(Required work):
Reproduce all the entries, matching the original word for word.

(Records from a data collection):
::::::::::

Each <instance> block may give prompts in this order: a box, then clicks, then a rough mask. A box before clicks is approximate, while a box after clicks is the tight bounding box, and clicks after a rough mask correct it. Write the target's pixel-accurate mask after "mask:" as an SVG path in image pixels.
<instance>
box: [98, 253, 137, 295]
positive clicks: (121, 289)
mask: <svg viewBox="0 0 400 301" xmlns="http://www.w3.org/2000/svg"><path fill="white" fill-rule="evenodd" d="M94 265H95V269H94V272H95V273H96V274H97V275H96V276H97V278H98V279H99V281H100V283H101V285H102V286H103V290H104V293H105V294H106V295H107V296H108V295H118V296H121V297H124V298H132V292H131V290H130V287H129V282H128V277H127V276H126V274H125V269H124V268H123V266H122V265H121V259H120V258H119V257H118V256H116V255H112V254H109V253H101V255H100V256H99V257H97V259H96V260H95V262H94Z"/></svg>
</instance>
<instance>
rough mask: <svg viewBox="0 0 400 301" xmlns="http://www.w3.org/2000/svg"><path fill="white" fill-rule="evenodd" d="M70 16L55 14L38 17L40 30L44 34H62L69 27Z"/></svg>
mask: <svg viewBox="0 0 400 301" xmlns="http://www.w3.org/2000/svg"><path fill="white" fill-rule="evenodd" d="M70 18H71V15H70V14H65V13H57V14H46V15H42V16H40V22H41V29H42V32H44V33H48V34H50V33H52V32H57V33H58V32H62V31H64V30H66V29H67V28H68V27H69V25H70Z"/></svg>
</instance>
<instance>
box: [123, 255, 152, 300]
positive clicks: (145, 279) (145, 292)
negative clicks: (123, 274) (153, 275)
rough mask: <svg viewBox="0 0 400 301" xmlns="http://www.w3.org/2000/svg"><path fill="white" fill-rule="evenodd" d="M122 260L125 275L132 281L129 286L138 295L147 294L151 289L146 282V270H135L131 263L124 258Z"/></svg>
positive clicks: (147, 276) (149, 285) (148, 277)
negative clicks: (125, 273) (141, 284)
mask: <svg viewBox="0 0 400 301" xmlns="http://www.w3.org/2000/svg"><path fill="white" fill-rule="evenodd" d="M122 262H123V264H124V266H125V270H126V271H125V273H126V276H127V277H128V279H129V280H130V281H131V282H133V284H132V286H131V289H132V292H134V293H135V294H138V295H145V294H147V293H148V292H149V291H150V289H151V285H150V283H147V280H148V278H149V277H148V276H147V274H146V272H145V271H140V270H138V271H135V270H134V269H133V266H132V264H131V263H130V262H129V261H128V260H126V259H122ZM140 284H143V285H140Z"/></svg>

::::::::::

(Output for this exercise):
Each <instance> block may give prompts in this order: a box, then clicks, then a rough mask. A box before clicks is approximate, while a box after clicks is the tight bounding box, and clicks after a rough mask correct it. Write the target's pixel-accurate mask after "mask:" as an SVG path in image pixels.
<instance>
box: [98, 253, 137, 295]
positive clicks: (121, 289)
mask: <svg viewBox="0 0 400 301" xmlns="http://www.w3.org/2000/svg"><path fill="white" fill-rule="evenodd" d="M94 265H95V269H94V272H95V273H96V274H97V275H96V276H97V278H98V279H99V281H100V283H101V285H102V286H103V290H104V293H105V294H106V295H107V296H108V295H118V296H121V297H124V298H132V292H131V290H130V287H129V282H128V277H127V276H126V274H125V269H124V268H123V266H122V265H121V259H120V258H119V257H118V256H116V255H112V254H109V253H101V255H100V256H99V257H97V259H96V260H95V262H94Z"/></svg>
</instance>
<instance>
rough mask: <svg viewBox="0 0 400 301" xmlns="http://www.w3.org/2000/svg"><path fill="white" fill-rule="evenodd" d="M70 16L55 14L38 17L40 30L44 34H62L69 27Z"/></svg>
mask: <svg viewBox="0 0 400 301" xmlns="http://www.w3.org/2000/svg"><path fill="white" fill-rule="evenodd" d="M70 18H71V15H70V14H65V13H57V14H46V15H42V16H40V22H41V29H42V32H44V33H48V34H50V33H52V32H57V33H58V32H62V31H64V30H66V29H67V28H68V27H69V25H70Z"/></svg>
</instance>
<instance>
box: [123, 255, 152, 300]
positive clicks: (145, 279) (145, 292)
negative clicks: (123, 274) (153, 275)
rough mask: <svg viewBox="0 0 400 301" xmlns="http://www.w3.org/2000/svg"><path fill="white" fill-rule="evenodd" d="M122 260L125 275L132 281L129 286L138 295L147 294L151 289L146 282V270H135L131 263L124 258Z"/></svg>
positive clicks: (147, 276) (149, 285) (148, 277)
negative clicks: (125, 273) (141, 284)
mask: <svg viewBox="0 0 400 301" xmlns="http://www.w3.org/2000/svg"><path fill="white" fill-rule="evenodd" d="M122 262H123V264H124V266H125V270H126V271H125V273H126V276H127V277H128V279H129V280H130V281H131V282H133V284H132V286H131V289H132V292H134V293H135V294H138V295H145V294H147V293H148V292H149V291H150V289H151V285H150V283H147V280H148V278H149V277H148V276H147V274H146V272H145V271H140V270H138V271H135V270H134V269H133V266H132V264H131V263H130V262H129V261H128V260H126V259H122ZM140 284H143V285H140Z"/></svg>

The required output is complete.